Work request:
Will you quote all of the entries, word for word?

Task inputs:
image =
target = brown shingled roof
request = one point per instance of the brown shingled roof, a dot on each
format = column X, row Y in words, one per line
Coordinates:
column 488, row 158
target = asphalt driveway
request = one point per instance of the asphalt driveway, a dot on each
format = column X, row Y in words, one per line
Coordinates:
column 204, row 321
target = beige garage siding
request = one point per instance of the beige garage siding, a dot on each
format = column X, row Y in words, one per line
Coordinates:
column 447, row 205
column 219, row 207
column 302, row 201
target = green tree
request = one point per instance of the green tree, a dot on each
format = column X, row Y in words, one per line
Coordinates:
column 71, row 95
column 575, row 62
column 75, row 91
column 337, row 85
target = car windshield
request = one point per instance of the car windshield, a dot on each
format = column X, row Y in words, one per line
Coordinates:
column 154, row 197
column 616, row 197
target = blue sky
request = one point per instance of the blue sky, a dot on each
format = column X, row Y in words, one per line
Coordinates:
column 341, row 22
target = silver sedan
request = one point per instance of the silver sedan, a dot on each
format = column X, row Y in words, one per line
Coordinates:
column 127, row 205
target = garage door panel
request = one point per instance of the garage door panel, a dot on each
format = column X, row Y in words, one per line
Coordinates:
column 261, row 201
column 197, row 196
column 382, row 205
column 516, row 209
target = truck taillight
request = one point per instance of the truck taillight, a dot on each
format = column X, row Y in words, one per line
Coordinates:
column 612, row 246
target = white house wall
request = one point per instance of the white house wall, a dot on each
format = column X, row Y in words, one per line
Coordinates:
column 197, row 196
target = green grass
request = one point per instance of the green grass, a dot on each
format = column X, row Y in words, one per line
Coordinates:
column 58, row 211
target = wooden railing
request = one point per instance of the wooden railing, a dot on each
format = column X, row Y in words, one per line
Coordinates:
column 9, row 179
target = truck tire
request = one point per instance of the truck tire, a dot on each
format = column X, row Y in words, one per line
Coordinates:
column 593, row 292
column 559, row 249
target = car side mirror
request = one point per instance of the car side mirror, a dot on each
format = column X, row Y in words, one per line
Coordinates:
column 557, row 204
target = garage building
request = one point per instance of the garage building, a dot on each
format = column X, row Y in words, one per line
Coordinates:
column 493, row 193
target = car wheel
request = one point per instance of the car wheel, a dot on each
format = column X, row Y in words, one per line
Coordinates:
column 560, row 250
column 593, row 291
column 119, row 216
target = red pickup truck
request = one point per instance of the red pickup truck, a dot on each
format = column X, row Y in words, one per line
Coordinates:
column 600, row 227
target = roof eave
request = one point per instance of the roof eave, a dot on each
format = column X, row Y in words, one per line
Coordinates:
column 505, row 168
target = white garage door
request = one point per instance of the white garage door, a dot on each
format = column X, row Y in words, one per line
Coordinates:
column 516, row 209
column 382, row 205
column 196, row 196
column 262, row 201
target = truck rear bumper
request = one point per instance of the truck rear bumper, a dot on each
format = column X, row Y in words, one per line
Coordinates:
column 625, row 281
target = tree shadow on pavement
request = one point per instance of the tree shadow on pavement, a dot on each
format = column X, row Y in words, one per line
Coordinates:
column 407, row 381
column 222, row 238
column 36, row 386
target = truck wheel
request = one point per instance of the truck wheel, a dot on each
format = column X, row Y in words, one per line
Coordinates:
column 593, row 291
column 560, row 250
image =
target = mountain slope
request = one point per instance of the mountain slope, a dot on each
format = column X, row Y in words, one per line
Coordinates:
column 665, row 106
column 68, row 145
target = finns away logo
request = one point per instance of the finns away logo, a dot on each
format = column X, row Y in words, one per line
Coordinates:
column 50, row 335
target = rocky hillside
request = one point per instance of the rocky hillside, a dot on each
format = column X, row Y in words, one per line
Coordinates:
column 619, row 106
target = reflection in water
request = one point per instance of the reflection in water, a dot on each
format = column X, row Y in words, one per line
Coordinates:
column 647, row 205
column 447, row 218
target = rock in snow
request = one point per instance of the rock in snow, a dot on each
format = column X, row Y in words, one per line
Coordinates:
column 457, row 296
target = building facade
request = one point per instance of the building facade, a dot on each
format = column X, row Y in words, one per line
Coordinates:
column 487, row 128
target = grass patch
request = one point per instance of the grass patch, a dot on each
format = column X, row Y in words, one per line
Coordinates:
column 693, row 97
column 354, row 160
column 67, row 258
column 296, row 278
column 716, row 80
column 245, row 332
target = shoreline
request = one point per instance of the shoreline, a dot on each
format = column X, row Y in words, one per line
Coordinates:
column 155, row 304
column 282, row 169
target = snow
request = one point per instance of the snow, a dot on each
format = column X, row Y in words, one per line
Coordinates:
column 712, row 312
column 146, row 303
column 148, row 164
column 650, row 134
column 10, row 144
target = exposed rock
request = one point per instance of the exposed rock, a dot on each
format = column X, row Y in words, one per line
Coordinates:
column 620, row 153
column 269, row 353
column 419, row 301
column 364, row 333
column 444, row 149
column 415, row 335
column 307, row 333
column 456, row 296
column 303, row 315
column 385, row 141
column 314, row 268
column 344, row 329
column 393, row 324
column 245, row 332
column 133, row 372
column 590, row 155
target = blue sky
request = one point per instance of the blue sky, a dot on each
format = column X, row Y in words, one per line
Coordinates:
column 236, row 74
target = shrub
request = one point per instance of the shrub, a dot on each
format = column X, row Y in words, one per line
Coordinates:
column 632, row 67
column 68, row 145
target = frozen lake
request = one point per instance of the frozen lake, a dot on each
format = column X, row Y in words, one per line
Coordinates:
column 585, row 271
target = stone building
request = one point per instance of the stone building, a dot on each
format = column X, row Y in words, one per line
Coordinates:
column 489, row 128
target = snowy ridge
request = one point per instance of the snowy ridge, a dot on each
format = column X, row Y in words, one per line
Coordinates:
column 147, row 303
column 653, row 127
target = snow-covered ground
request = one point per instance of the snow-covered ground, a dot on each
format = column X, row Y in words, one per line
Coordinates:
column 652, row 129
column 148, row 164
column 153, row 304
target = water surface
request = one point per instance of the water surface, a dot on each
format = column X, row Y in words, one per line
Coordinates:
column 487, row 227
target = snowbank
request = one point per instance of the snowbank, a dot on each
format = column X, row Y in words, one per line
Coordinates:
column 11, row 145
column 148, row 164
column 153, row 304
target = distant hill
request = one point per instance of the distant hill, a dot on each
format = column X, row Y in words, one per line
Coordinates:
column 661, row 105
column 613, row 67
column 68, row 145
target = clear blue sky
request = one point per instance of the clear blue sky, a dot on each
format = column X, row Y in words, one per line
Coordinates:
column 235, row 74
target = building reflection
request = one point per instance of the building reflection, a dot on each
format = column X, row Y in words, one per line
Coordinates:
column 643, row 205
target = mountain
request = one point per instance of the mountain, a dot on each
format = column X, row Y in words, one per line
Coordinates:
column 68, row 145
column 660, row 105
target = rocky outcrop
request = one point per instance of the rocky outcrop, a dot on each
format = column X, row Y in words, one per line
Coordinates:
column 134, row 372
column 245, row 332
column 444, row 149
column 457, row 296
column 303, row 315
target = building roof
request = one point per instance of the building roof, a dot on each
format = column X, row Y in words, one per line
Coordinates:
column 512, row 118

Answer to this problem:
image =
target = brown shingled roof
request = one point per instance of the brown shingled roof, a dot on each
format = column X, row Y in words, one per line
Coordinates:
column 488, row 158
target = asphalt driveway
request = one point per instance of the asphalt driveway, a dot on each
format = column X, row Y in words, one per line
Coordinates:
column 204, row 321
target = beige garage siding
request = one point per instance of the beige garage siding, a dot on each
format = column X, row Y in words, one per line
Coordinates:
column 447, row 205
column 219, row 207
column 302, row 201
target = green tree
request = one point per instance of the green tree, a dot on each
format = column X, row Y in words, one per line
Coordinates:
column 71, row 95
column 575, row 62
column 75, row 91
column 337, row 85
target = car windshield
request = one point per instance of the car windshield, a dot on each
format = column X, row Y in words, one per line
Coordinates:
column 154, row 197
column 616, row 197
target = blue sky
request = one point per instance of the blue sky, a dot on each
format = column X, row Y in words, one per line
Coordinates:
column 341, row 22
target = silver sedan
request = one point per instance of the silver sedan, a dot on each
format = column X, row Y in words, one per line
Coordinates:
column 127, row 205
target = garage door panel
request = one point per instance of the garage door panel, a dot on each
format = column X, row Y in words, one per line
Coordinates:
column 261, row 201
column 197, row 196
column 382, row 205
column 516, row 209
target = truck taillight
request = one point per instance of the truck taillight, a dot on each
format = column X, row Y in words, one per line
Coordinates:
column 612, row 246
target = white house wall
request = one point per instance of the white house wall, a dot on each
format = column X, row Y in words, one per line
Coordinates:
column 197, row 196
target = green grass
request = one point per instance of the green grass, a dot on each
format = column X, row Y in words, one per line
Coordinates:
column 58, row 211
target = wooden railing
request = one point per instance of the wooden railing, a dot on each
format = column X, row Y in words, one per line
Coordinates:
column 9, row 179
target = truck tire
request = one point per instance of the truck tire, a dot on each
format = column X, row Y in words, one per line
Coordinates:
column 593, row 292
column 559, row 249
target = car side mirror
request = one point per instance of the car side mirror, a dot on each
format = column X, row Y in words, one per line
Coordinates:
column 557, row 204
target = garage building
request = one point per instance of the garage building, a dot on each
format = column X, row Y in words, one per line
Coordinates:
column 493, row 193
target = car wheel
request = one point per instance of the car wheel, a dot on each
format = column X, row Y in words, one per line
Coordinates:
column 560, row 250
column 593, row 291
column 119, row 216
target = red pickup truck
request = one point per instance of the red pickup truck, a dot on each
format = column X, row Y in words, one per line
Coordinates:
column 600, row 227
target = roof eave
request = one point per instance of the roof eave, a dot on each
format = column X, row Y in words, one per line
Coordinates:
column 505, row 168
target = white garage door
request = one point per instance of the white garage door, a dot on each
format = column X, row Y in words, one per line
Coordinates:
column 516, row 209
column 382, row 205
column 196, row 196
column 262, row 201
target = truck rear bumper
request = one point per instance of the truck rear bumper, a dot on each
format = column X, row Y in words, one per line
Coordinates:
column 625, row 281
target = tree shadow on pavement
request = one point per instance of the tree shadow on pavement, a dot on each
format = column X, row Y in words, one per line
Coordinates:
column 407, row 381
column 222, row 238
column 36, row 386
target = truck wheel
request = one point per instance of the truck wheel, a dot on each
format = column X, row Y in words, one per line
Coordinates:
column 593, row 291
column 560, row 250
image =
target = mountain slope
request = one point per instance of the mountain slope, a dot on each
format = column X, row Y in words, one per line
Coordinates:
column 665, row 106
column 68, row 145
target = finns away logo
request = one point per instance of the finns away logo, a dot on each
format = column X, row Y in words, one per line
Coordinates:
column 50, row 335
target = rocky hillside
request = one point per instance of the rocky hillside, a dot on each
format = column X, row Y in words, one per line
Coordinates:
column 619, row 106
target = reflection in water
request = one point per instance of the reflection in water, a dot on each
format = column X, row Y in words, one per line
Coordinates:
column 647, row 205
column 447, row 218
target = rock in snow
request = one point per instance of the rock in snow, a dot on each
format = column X, row Y in words, one per line
Coordinates:
column 457, row 296
target = building facade
request = one point per instance of the building facade, a dot on each
format = column X, row Y in words, one per line
Coordinates:
column 487, row 128
target = grass patch
request = one point per instance of the grass patch, a dot on each
format = column X, row Y in words, one per line
Coordinates:
column 693, row 97
column 354, row 160
column 67, row 258
column 296, row 278
column 716, row 80
column 245, row 332
target = shoreline
request = one point per instance of the shoreline, a dot on each
format = column X, row Y in words, one per line
Coordinates:
column 155, row 304
column 282, row 169
target = snow
request = one point per instance of the snow, a dot on each
format = column X, row Y in words, one per line
Coordinates:
column 712, row 312
column 146, row 303
column 148, row 164
column 650, row 134
column 10, row 144
target = exposed rock
request = one point per instance of the exposed rock, a dot on each
format = column X, row Y in words, one per line
Coordinates:
column 620, row 153
column 269, row 353
column 419, row 301
column 364, row 333
column 444, row 149
column 415, row 335
column 307, row 333
column 456, row 296
column 303, row 315
column 385, row 141
column 314, row 268
column 344, row 329
column 393, row 324
column 245, row 332
column 133, row 372
column 590, row 155
target = blue sky
request = one point per instance of the blue sky, a dot on each
format = column X, row Y in words, one per line
Coordinates:
column 236, row 74
target = shrub
request = one point per instance of the shrub, a dot on each
format = column X, row Y in words, one per line
Coordinates:
column 632, row 67
column 68, row 145
target = frozen lake
request = one point per instance of the frozen lake, a dot on each
format = column X, row Y in words, one per line
Coordinates:
column 585, row 271
target = stone building
request = one point per instance of the stone building, a dot on each
format = column X, row Y in words, one per line
Coordinates:
column 489, row 128
target = snowy ridge
request = one point per instance of the snowy ridge, a dot on each
format = column X, row Y in words, one per line
Coordinates:
column 147, row 303
column 653, row 127
target = snow-covered ground
request = one point per instance of the snow-covered ground, a dot on each
format = column X, row Y in words, one per line
Coordinates:
column 652, row 129
column 148, row 164
column 153, row 304
target = water surface
request = one point per instance of the water surface, a dot on each
format = column X, row Y in words, one per line
Coordinates:
column 487, row 227
target = snowbank
request = one point per instance of the snowbank, a dot on each
format = column X, row Y in words, one per line
Coordinates:
column 11, row 145
column 148, row 164
column 153, row 304
target = distant hill
request = one point per instance of the distant hill, a dot on each
format = column X, row Y in words, one per line
Coordinates:
column 661, row 105
column 613, row 67
column 68, row 145
target = clear blue sky
request = one point per instance of the clear blue sky, a dot on each
format = column X, row Y in words, one per line
Coordinates:
column 235, row 74
target = building reflection
request = one point per instance of the building reflection, a dot on each
format = column X, row Y in words, one per line
Coordinates:
column 643, row 205
target = mountain
request = one point per instance of the mountain, a dot on each
format = column X, row Y in words, one per line
Coordinates:
column 68, row 145
column 660, row 105
target = rocky outcrop
request = one point per instance of the rocky outcrop, a dot on each
format = column X, row Y in words, one per line
Coordinates:
column 134, row 372
column 245, row 332
column 444, row 149
column 457, row 296
column 303, row 315
target = building roof
request = one point per instance of the building roof, a dot on each
format = column X, row Y in words, one per line
Coordinates:
column 512, row 118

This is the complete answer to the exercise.